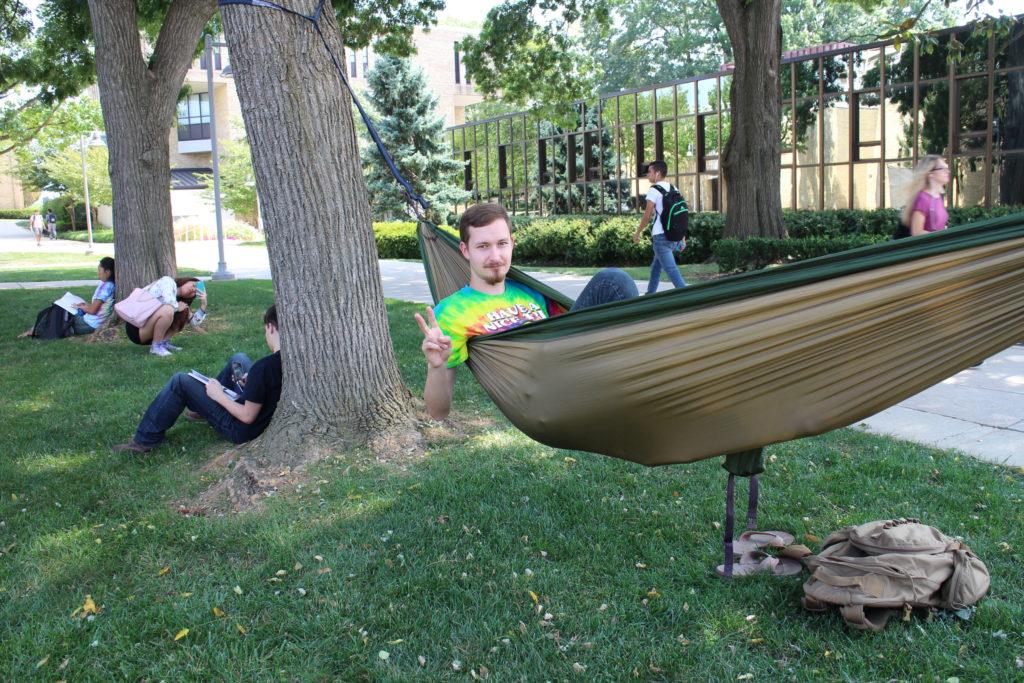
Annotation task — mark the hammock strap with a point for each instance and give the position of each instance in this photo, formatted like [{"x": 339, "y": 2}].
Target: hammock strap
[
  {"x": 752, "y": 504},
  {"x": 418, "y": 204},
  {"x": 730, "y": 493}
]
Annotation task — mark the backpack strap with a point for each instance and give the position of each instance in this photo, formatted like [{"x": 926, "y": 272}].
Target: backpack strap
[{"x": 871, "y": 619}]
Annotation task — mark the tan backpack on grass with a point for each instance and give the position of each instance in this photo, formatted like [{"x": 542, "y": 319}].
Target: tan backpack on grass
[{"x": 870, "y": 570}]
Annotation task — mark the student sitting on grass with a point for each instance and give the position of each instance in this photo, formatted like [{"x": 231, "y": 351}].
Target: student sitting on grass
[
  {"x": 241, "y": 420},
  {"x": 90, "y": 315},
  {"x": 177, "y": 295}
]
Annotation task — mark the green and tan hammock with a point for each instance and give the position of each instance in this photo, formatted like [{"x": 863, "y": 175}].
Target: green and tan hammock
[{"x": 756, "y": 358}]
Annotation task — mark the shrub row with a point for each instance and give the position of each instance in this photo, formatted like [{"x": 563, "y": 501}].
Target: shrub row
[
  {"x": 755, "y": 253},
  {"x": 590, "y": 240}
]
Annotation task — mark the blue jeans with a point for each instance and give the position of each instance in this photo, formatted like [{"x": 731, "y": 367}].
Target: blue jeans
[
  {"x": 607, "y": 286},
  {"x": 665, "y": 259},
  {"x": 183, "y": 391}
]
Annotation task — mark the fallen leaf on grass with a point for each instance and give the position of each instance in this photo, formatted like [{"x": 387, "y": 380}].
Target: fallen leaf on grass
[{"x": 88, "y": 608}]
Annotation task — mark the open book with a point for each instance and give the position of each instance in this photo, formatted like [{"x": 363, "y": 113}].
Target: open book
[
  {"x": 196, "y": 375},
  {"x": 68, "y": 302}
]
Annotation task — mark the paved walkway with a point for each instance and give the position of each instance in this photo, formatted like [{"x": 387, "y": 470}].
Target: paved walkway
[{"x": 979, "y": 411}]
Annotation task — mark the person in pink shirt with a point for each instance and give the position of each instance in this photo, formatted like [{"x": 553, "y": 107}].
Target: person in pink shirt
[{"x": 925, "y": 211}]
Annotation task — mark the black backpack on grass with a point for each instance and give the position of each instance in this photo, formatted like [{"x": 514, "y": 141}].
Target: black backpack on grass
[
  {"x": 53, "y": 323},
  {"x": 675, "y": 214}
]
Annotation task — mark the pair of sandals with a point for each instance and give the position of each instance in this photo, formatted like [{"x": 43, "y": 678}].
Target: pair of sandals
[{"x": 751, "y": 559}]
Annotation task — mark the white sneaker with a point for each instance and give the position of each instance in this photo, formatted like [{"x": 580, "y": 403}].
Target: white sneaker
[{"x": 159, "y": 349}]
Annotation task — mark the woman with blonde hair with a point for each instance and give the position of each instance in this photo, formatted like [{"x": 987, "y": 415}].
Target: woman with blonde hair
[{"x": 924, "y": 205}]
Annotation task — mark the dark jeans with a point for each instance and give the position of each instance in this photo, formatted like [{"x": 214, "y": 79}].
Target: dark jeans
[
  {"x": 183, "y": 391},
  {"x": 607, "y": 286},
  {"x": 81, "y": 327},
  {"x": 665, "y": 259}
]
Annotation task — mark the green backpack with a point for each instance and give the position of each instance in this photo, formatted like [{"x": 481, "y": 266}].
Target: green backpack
...
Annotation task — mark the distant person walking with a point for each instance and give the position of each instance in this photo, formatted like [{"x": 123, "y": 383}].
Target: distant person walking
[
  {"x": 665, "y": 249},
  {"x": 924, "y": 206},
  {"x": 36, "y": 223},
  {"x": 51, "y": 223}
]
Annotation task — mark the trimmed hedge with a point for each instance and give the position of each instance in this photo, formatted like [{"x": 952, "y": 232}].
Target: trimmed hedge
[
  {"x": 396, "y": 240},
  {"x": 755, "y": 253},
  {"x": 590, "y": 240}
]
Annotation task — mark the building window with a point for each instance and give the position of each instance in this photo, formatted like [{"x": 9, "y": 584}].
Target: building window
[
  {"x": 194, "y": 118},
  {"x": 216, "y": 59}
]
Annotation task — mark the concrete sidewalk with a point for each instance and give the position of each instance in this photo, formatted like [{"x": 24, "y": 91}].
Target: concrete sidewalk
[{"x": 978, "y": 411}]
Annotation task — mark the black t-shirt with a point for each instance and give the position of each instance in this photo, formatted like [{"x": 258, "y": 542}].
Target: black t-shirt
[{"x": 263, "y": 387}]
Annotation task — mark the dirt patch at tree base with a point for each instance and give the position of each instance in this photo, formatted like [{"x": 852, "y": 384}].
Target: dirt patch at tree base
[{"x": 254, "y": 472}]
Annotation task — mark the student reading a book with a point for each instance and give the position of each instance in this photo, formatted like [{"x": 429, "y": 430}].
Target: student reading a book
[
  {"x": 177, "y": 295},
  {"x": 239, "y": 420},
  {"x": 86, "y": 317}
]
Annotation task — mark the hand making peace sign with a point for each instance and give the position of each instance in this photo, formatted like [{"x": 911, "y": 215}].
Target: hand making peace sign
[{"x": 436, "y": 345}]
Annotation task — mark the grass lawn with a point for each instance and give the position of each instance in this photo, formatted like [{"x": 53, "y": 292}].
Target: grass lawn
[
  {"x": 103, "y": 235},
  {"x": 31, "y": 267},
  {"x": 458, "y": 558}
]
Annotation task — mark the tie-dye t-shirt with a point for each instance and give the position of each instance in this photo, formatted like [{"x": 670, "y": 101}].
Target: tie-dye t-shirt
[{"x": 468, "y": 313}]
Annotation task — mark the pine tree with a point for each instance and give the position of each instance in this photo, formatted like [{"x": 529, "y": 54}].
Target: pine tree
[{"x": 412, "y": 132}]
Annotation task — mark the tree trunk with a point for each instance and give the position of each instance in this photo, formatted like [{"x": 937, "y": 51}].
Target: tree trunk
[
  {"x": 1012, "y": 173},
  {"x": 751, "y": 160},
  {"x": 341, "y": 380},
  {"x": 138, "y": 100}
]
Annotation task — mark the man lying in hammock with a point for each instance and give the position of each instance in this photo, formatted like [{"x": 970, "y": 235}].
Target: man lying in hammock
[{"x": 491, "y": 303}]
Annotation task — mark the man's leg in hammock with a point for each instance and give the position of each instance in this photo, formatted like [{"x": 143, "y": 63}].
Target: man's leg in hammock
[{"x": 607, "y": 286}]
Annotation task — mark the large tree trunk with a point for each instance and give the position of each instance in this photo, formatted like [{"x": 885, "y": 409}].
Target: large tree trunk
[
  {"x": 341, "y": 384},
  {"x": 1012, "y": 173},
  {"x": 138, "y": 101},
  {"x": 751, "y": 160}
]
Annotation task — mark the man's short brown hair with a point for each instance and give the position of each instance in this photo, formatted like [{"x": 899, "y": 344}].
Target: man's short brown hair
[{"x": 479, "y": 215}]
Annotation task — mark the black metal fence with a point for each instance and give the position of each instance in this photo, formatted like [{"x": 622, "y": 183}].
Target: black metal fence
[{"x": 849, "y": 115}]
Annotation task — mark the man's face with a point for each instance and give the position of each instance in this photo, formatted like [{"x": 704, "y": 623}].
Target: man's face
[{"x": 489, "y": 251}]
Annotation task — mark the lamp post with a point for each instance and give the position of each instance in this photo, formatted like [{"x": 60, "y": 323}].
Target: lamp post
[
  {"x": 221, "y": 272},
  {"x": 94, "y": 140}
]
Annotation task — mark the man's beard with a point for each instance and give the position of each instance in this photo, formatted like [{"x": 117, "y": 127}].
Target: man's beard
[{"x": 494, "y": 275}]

**Prompt:**
Please find each line in the entries above that contains the word "base", and copy those lines out.

**Task solution:**
Annotation task — mark the dirt patch at tree base with a point for each instance and give the position of each instance in this photo, formatted like [{"x": 852, "y": 384}].
Target: dirt patch at tree base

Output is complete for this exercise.